Render everything from the start of the items down to the line containing "[156,0,231,146]" as a numbered list, omitting blank lines.
-- begin Data --
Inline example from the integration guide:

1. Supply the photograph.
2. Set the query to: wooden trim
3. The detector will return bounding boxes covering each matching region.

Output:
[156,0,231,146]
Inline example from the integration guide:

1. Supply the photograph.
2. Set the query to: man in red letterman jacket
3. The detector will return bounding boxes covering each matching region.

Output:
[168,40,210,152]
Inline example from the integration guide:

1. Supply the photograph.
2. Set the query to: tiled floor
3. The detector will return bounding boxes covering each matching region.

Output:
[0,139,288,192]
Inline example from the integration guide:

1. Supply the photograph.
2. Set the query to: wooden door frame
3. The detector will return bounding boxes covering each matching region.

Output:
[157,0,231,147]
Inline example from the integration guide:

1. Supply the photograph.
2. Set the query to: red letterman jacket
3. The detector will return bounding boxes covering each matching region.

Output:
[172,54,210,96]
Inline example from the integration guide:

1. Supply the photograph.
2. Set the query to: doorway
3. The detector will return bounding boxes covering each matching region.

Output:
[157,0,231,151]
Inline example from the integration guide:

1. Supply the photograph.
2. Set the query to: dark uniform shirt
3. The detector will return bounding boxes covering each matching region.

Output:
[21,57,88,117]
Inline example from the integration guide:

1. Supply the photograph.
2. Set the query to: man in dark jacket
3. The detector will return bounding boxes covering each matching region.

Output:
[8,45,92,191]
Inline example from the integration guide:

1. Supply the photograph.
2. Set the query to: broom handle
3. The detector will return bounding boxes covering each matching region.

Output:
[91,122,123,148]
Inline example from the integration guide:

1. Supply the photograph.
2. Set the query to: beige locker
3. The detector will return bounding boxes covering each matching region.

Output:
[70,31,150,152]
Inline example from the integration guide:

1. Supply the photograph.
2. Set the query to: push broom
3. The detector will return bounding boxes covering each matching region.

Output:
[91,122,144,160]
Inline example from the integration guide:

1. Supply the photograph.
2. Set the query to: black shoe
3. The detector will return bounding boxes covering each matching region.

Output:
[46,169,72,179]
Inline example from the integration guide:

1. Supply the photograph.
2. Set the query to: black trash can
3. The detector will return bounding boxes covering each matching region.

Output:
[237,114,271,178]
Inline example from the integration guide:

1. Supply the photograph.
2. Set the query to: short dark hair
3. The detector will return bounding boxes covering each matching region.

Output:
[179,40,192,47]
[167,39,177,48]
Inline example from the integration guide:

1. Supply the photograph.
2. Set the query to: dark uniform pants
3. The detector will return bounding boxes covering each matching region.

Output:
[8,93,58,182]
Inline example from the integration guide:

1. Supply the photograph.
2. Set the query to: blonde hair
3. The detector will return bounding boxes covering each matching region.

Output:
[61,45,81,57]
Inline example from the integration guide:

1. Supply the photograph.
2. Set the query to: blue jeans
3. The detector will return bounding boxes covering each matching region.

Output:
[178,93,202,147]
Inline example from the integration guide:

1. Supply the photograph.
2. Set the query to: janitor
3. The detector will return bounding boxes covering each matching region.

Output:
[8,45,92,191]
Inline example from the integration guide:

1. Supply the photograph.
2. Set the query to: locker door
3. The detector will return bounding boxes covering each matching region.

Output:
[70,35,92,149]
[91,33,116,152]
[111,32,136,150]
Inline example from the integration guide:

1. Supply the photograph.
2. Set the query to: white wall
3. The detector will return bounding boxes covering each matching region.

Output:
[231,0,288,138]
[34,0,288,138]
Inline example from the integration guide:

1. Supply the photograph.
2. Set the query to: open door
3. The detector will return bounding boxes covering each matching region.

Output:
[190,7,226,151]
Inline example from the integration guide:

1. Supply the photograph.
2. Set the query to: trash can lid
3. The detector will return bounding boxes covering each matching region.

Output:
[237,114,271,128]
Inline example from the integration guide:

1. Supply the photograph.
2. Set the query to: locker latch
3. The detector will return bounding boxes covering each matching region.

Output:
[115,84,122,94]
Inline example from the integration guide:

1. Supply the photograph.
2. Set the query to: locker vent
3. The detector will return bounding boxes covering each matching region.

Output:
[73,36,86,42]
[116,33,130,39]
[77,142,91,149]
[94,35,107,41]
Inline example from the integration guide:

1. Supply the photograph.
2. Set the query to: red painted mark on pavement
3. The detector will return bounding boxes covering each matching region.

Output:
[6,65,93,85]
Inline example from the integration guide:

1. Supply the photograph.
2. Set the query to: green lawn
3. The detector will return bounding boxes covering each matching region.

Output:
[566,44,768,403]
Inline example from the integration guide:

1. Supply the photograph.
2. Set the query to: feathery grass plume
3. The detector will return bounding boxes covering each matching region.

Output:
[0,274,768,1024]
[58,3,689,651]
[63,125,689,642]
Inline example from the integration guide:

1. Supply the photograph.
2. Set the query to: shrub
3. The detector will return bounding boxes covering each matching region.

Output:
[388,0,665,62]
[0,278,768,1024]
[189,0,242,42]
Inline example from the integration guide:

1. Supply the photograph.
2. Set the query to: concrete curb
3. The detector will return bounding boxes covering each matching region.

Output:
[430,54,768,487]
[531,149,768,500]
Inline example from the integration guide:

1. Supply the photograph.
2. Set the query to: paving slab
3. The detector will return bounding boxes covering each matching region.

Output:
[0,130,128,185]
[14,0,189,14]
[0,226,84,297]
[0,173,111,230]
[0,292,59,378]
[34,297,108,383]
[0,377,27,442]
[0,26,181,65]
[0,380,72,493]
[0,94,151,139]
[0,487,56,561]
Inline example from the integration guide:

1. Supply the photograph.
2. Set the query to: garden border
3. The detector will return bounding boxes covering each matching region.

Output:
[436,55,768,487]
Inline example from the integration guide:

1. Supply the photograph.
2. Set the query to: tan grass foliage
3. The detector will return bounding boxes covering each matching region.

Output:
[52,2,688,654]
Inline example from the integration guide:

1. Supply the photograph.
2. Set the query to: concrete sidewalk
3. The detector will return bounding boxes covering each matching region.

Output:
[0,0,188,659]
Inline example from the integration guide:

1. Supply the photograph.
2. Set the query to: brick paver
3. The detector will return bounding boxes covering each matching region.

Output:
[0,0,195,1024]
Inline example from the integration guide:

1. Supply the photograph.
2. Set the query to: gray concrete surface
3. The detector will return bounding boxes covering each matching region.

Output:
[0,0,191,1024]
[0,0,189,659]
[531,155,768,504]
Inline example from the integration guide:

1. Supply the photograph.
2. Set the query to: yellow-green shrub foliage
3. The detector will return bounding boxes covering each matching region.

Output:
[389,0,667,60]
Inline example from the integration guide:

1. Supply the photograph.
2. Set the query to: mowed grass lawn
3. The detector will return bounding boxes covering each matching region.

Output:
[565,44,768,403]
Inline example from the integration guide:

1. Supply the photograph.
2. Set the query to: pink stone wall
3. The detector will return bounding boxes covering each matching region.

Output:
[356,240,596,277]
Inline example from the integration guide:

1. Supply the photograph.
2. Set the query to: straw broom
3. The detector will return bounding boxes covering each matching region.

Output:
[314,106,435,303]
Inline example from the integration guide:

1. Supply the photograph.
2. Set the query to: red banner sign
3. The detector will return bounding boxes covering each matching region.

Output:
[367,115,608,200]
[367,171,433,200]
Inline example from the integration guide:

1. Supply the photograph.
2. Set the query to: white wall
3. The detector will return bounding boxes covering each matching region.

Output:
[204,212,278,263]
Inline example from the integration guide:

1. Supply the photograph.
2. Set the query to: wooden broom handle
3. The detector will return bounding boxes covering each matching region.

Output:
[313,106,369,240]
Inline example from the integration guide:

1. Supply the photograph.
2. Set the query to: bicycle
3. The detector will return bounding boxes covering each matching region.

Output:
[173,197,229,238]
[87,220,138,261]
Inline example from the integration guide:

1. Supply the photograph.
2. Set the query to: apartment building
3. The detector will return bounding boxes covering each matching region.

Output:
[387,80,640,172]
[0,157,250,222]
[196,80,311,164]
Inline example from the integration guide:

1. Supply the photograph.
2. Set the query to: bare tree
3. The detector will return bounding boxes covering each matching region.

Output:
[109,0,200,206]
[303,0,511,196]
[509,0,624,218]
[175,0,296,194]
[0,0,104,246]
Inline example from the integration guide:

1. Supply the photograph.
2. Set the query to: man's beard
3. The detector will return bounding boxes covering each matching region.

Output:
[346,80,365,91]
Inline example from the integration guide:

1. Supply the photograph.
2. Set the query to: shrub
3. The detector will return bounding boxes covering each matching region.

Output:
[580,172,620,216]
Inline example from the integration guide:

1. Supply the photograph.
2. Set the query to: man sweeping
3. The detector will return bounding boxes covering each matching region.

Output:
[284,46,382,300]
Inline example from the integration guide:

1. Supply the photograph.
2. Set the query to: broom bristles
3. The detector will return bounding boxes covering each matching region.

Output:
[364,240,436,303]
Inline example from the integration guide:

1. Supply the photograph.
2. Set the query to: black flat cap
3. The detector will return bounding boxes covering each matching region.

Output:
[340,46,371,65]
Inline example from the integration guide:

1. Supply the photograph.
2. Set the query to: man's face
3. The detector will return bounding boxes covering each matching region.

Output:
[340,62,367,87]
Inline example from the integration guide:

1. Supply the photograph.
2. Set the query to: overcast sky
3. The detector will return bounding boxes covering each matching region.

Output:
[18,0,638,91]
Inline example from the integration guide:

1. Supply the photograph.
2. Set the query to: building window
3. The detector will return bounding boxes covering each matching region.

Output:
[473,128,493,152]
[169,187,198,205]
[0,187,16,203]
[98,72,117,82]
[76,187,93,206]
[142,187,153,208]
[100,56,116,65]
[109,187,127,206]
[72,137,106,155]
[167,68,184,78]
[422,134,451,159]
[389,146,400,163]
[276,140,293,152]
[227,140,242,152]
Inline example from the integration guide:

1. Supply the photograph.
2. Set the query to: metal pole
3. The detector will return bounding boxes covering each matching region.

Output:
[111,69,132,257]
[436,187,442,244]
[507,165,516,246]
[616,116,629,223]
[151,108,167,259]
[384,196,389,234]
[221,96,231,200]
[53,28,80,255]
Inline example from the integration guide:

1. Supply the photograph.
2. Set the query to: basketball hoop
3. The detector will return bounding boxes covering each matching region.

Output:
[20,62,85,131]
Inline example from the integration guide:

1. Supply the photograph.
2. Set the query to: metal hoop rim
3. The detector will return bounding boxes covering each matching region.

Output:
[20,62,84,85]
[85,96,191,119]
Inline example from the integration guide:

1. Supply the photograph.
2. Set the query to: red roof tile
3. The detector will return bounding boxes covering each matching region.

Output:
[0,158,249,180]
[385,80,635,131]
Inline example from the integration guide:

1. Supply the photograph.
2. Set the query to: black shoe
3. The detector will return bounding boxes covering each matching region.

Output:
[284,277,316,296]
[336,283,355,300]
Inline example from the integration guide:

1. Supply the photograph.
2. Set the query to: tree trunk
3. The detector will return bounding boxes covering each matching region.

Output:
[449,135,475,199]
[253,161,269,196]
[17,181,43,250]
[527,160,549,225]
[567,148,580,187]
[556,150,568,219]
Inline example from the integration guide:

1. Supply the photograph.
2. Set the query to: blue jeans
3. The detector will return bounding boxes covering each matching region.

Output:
-- end Data --
■ **Result for this exercise**
1. Inline example from the integration guide:
2. 1. Supply the photograph.
3. 2. Set the query to: wooden trim
4. 3. The detector will return bounding boxes covering each matching region.
5. Output:
6. [156,0,231,146]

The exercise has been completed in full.